* Supplied information:
--
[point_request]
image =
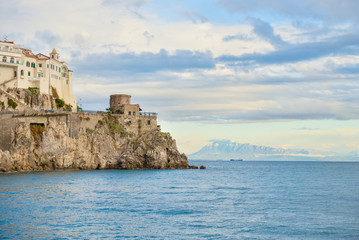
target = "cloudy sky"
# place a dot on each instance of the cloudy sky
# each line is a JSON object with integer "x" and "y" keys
{"x": 280, "y": 73}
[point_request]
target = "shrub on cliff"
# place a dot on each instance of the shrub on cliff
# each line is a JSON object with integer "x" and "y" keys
{"x": 59, "y": 103}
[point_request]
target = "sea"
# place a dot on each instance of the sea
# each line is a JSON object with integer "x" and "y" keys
{"x": 228, "y": 200}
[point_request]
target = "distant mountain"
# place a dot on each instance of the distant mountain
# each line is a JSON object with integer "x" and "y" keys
{"x": 226, "y": 149}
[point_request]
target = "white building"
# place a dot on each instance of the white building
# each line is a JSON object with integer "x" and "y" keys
{"x": 20, "y": 68}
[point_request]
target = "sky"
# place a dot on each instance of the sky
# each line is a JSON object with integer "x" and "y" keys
{"x": 279, "y": 73}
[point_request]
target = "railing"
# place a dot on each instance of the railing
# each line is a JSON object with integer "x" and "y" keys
{"x": 148, "y": 114}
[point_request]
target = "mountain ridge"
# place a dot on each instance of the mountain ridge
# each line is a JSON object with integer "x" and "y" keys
{"x": 227, "y": 149}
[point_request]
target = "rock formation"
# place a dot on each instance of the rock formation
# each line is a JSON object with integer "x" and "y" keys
{"x": 107, "y": 146}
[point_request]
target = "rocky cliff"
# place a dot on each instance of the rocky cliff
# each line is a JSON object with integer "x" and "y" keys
{"x": 107, "y": 146}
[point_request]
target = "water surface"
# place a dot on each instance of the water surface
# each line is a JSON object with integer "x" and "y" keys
{"x": 228, "y": 200}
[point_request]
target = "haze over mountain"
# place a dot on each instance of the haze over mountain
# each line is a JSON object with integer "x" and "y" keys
{"x": 226, "y": 150}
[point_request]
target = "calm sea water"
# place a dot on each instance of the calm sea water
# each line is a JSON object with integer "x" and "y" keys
{"x": 228, "y": 200}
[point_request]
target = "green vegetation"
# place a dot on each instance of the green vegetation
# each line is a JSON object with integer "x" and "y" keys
{"x": 34, "y": 90}
{"x": 114, "y": 127}
{"x": 11, "y": 103}
{"x": 79, "y": 109}
{"x": 59, "y": 103}
{"x": 36, "y": 132}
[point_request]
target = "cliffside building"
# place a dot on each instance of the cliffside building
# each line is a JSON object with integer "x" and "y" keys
{"x": 20, "y": 68}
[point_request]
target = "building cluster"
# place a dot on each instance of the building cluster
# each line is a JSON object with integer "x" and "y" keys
{"x": 21, "y": 68}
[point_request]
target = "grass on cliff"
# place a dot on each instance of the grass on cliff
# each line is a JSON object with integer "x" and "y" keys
{"x": 36, "y": 132}
{"x": 12, "y": 103}
{"x": 114, "y": 127}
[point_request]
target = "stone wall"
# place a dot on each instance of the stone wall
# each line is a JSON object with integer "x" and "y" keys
{"x": 74, "y": 122}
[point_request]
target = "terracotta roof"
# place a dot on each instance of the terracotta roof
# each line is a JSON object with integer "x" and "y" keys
{"x": 54, "y": 51}
{"x": 41, "y": 56}
{"x": 28, "y": 53}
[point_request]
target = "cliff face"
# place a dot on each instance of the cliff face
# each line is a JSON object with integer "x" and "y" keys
{"x": 107, "y": 146}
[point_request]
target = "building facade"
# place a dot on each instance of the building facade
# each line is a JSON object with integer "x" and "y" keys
{"x": 21, "y": 68}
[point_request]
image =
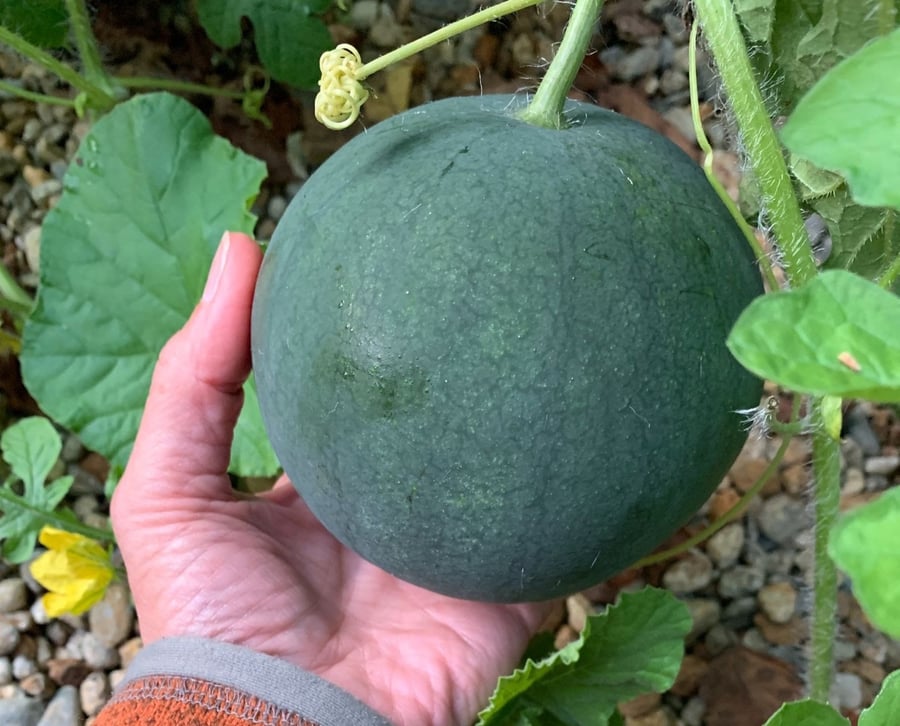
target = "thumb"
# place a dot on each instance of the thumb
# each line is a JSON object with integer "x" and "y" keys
{"x": 183, "y": 444}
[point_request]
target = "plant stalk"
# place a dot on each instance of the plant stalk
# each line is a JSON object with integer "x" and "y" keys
{"x": 826, "y": 503}
{"x": 764, "y": 152}
{"x": 441, "y": 34}
{"x": 98, "y": 97}
{"x": 733, "y": 513}
{"x": 87, "y": 46}
{"x": 546, "y": 108}
{"x": 13, "y": 502}
{"x": 761, "y": 257}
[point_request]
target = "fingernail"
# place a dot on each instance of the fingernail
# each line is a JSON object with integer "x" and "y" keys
{"x": 217, "y": 268}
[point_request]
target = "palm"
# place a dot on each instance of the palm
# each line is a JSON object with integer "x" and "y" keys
{"x": 264, "y": 573}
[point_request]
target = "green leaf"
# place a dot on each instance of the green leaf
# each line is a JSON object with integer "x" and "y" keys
{"x": 865, "y": 543}
{"x": 124, "y": 257}
{"x": 635, "y": 647}
{"x": 864, "y": 239}
{"x": 41, "y": 22}
{"x": 31, "y": 448}
{"x": 289, "y": 36}
{"x": 835, "y": 336}
{"x": 886, "y": 706}
{"x": 806, "y": 713}
{"x": 757, "y": 17}
{"x": 848, "y": 123}
{"x": 809, "y": 37}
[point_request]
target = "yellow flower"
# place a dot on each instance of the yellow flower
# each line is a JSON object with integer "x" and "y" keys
{"x": 76, "y": 570}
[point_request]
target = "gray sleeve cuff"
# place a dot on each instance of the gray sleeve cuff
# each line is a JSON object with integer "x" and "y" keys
{"x": 271, "y": 679}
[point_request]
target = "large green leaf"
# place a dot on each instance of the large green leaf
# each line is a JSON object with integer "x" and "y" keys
{"x": 289, "y": 35}
{"x": 865, "y": 239}
{"x": 124, "y": 256}
{"x": 886, "y": 706}
{"x": 635, "y": 647}
{"x": 806, "y": 713}
{"x": 835, "y": 336}
{"x": 42, "y": 22}
{"x": 850, "y": 123}
{"x": 865, "y": 543}
{"x": 808, "y": 38}
{"x": 31, "y": 448}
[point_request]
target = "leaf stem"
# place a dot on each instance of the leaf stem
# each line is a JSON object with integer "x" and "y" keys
{"x": 87, "y": 46}
{"x": 547, "y": 105}
{"x": 441, "y": 34}
{"x": 15, "y": 90}
{"x": 760, "y": 254}
{"x": 168, "y": 84}
{"x": 733, "y": 513}
{"x": 826, "y": 504}
{"x": 98, "y": 97}
{"x": 887, "y": 16}
{"x": 764, "y": 152}
{"x": 9, "y": 499}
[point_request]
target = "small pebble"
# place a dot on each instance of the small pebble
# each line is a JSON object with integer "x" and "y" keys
{"x": 725, "y": 546}
{"x": 883, "y": 465}
{"x": 93, "y": 693}
{"x": 718, "y": 639}
{"x": 782, "y": 517}
{"x": 693, "y": 712}
{"x": 63, "y": 709}
{"x": 19, "y": 710}
{"x": 637, "y": 63}
{"x": 705, "y": 614}
{"x": 858, "y": 428}
{"x": 96, "y": 654}
{"x": 692, "y": 573}
{"x": 13, "y": 595}
{"x": 112, "y": 619}
{"x": 778, "y": 601}
{"x": 23, "y": 667}
{"x": 740, "y": 580}
{"x": 9, "y": 637}
{"x": 846, "y": 691}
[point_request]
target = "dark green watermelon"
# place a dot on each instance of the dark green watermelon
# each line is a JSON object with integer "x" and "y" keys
{"x": 491, "y": 356}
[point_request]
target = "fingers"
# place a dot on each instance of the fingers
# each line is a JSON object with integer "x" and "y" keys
{"x": 184, "y": 441}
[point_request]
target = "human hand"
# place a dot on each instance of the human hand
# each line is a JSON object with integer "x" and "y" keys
{"x": 261, "y": 571}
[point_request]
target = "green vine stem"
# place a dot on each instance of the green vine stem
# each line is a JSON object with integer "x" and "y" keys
{"x": 826, "y": 505}
{"x": 722, "y": 32}
{"x": 53, "y": 519}
{"x": 341, "y": 93}
{"x": 761, "y": 257}
{"x": 546, "y": 108}
{"x": 87, "y": 46}
{"x": 887, "y": 16}
{"x": 733, "y": 513}
{"x": 764, "y": 152}
{"x": 97, "y": 97}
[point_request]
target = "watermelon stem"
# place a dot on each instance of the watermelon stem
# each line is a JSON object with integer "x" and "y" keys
{"x": 546, "y": 108}
{"x": 736, "y": 510}
{"x": 762, "y": 259}
{"x": 341, "y": 93}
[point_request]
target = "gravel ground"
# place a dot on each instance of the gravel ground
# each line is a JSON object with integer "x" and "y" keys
{"x": 746, "y": 587}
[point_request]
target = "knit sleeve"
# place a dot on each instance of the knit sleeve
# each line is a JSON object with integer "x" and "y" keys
{"x": 208, "y": 683}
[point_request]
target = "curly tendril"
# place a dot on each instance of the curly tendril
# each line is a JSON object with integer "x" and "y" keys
{"x": 341, "y": 94}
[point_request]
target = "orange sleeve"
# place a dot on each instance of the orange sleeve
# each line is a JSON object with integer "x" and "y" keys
{"x": 175, "y": 700}
{"x": 188, "y": 681}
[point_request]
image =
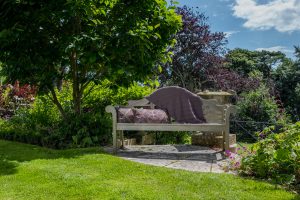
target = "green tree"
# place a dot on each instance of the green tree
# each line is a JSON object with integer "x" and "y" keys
{"x": 287, "y": 82}
{"x": 83, "y": 41}
{"x": 245, "y": 61}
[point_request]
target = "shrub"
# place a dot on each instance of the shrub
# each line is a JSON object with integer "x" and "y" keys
{"x": 277, "y": 157}
{"x": 256, "y": 110}
{"x": 42, "y": 124}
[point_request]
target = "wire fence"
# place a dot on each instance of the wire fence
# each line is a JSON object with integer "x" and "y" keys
{"x": 246, "y": 131}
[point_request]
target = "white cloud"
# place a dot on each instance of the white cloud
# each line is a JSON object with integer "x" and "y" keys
{"x": 282, "y": 15}
{"x": 276, "y": 48}
{"x": 230, "y": 33}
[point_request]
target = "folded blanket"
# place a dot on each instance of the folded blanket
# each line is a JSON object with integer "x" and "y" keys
{"x": 181, "y": 104}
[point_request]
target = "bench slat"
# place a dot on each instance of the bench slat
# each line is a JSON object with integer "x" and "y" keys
{"x": 170, "y": 127}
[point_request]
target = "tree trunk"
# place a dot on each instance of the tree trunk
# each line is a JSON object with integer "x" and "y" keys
{"x": 77, "y": 94}
{"x": 57, "y": 103}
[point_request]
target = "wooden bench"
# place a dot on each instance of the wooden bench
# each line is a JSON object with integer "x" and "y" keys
{"x": 217, "y": 117}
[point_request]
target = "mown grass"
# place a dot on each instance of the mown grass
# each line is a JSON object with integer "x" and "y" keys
{"x": 31, "y": 172}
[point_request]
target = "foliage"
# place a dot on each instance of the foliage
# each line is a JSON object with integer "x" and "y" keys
{"x": 257, "y": 109}
{"x": 197, "y": 50}
{"x": 276, "y": 157}
{"x": 83, "y": 41}
{"x": 12, "y": 97}
{"x": 287, "y": 82}
{"x": 244, "y": 61}
{"x": 258, "y": 105}
{"x": 225, "y": 80}
{"x": 43, "y": 125}
{"x": 32, "y": 172}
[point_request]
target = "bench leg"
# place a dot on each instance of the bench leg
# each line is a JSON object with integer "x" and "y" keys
{"x": 122, "y": 138}
{"x": 226, "y": 140}
{"x": 115, "y": 145}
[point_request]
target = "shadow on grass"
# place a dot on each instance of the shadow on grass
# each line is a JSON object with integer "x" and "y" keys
{"x": 11, "y": 153}
{"x": 7, "y": 167}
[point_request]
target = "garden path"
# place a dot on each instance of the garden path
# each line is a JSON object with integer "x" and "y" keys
{"x": 187, "y": 157}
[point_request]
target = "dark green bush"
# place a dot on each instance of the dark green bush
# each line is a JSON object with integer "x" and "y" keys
{"x": 257, "y": 109}
{"x": 277, "y": 157}
{"x": 42, "y": 124}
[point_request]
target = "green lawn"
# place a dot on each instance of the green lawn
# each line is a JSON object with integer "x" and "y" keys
{"x": 31, "y": 172}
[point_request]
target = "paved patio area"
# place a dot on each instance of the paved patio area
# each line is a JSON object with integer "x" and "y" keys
{"x": 187, "y": 157}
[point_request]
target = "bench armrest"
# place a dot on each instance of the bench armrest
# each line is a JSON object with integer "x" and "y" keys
{"x": 230, "y": 110}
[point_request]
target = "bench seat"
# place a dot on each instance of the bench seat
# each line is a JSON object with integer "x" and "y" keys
{"x": 217, "y": 117}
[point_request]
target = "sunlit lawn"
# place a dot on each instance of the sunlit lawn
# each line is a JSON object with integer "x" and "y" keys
{"x": 31, "y": 172}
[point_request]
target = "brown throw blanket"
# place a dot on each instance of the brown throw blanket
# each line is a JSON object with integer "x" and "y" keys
{"x": 181, "y": 104}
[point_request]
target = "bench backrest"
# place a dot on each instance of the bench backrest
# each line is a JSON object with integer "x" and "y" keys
{"x": 212, "y": 112}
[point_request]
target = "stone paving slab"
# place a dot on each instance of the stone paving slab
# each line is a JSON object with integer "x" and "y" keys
{"x": 187, "y": 157}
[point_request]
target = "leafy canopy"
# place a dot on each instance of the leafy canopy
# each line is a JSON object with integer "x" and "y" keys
{"x": 44, "y": 42}
{"x": 197, "y": 50}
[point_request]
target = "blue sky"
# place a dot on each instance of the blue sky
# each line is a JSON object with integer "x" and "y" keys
{"x": 272, "y": 25}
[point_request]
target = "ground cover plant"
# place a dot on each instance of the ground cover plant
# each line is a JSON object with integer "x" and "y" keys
{"x": 276, "y": 156}
{"x": 32, "y": 172}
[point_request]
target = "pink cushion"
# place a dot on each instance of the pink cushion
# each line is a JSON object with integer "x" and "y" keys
{"x": 125, "y": 115}
{"x": 150, "y": 116}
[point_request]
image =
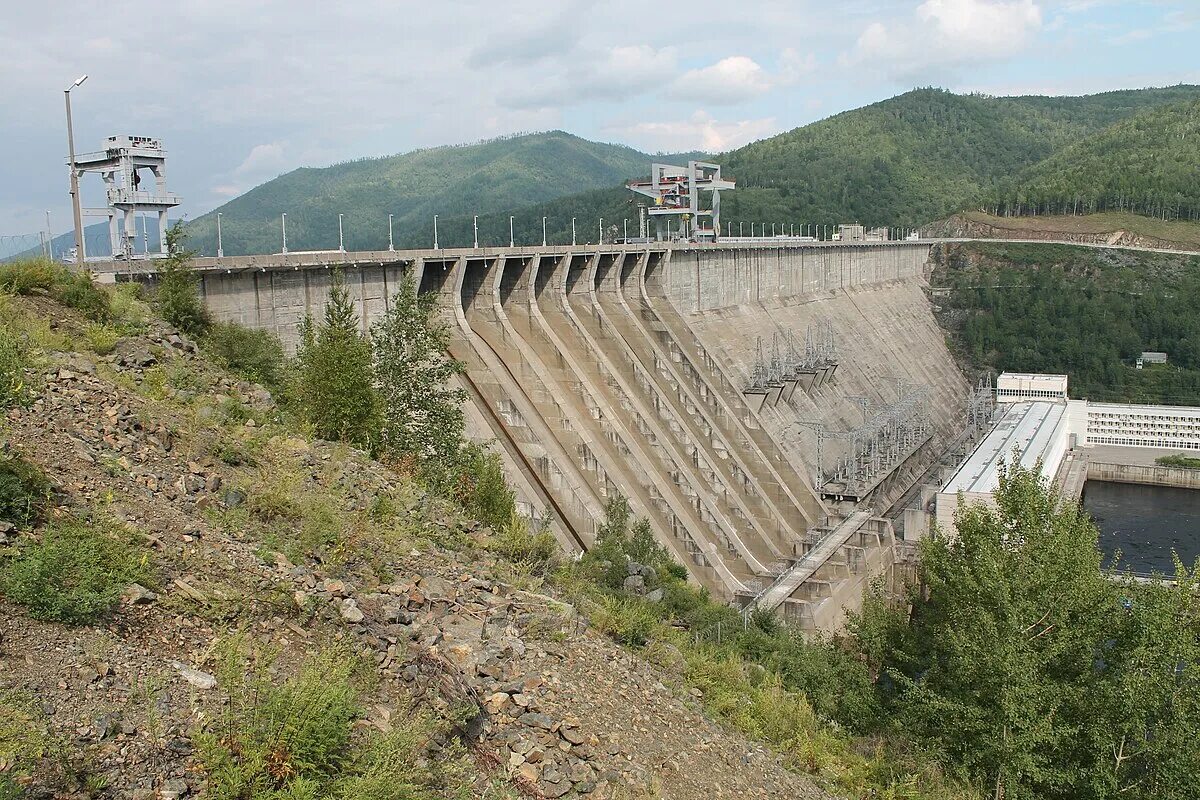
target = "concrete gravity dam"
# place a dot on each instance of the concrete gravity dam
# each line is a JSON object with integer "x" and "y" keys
{"x": 762, "y": 404}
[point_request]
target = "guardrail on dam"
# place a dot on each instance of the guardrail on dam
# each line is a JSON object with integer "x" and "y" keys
{"x": 622, "y": 367}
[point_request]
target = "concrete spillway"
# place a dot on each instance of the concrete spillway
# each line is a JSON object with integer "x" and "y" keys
{"x": 623, "y": 368}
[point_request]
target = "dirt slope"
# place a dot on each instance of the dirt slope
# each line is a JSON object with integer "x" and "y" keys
{"x": 157, "y": 438}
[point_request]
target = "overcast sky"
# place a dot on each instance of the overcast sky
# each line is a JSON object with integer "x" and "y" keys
{"x": 241, "y": 91}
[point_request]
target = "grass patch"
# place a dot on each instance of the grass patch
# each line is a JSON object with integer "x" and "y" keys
{"x": 101, "y": 338}
{"x": 24, "y": 491}
{"x": 250, "y": 354}
{"x": 1179, "y": 459}
{"x": 295, "y": 738}
{"x": 76, "y": 572}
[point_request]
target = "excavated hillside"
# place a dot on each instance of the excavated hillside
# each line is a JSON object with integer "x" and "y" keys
{"x": 252, "y": 534}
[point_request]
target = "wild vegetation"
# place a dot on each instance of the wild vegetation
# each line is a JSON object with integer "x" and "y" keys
{"x": 1079, "y": 312}
{"x": 1149, "y": 163}
{"x": 455, "y": 182}
{"x": 924, "y": 155}
{"x": 1014, "y": 667}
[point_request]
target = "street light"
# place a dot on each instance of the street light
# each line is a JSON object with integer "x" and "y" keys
{"x": 75, "y": 174}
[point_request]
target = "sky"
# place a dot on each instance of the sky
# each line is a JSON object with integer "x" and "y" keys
{"x": 241, "y": 91}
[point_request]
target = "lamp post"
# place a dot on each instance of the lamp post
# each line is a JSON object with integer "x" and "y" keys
{"x": 75, "y": 174}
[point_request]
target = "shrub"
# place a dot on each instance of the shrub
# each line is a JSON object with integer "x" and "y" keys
{"x": 421, "y": 414}
{"x": 625, "y": 619}
{"x": 75, "y": 573}
{"x": 15, "y": 360}
{"x": 28, "y": 276}
{"x": 24, "y": 743}
{"x": 335, "y": 383}
{"x": 251, "y": 354}
{"x": 24, "y": 491}
{"x": 178, "y": 295}
{"x": 516, "y": 542}
{"x": 101, "y": 338}
{"x": 76, "y": 289}
{"x": 481, "y": 488}
{"x": 279, "y": 737}
{"x": 71, "y": 288}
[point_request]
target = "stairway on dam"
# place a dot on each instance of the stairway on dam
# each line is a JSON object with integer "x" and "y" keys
{"x": 624, "y": 370}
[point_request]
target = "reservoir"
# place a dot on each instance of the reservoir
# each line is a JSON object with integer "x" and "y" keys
{"x": 1145, "y": 523}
--
* Task to carry out:
Write out each line of the material in which the string "cushion" occurs.

* Output for this task:
target = "pink cushion"
# place a dot on each instance of the pink cushion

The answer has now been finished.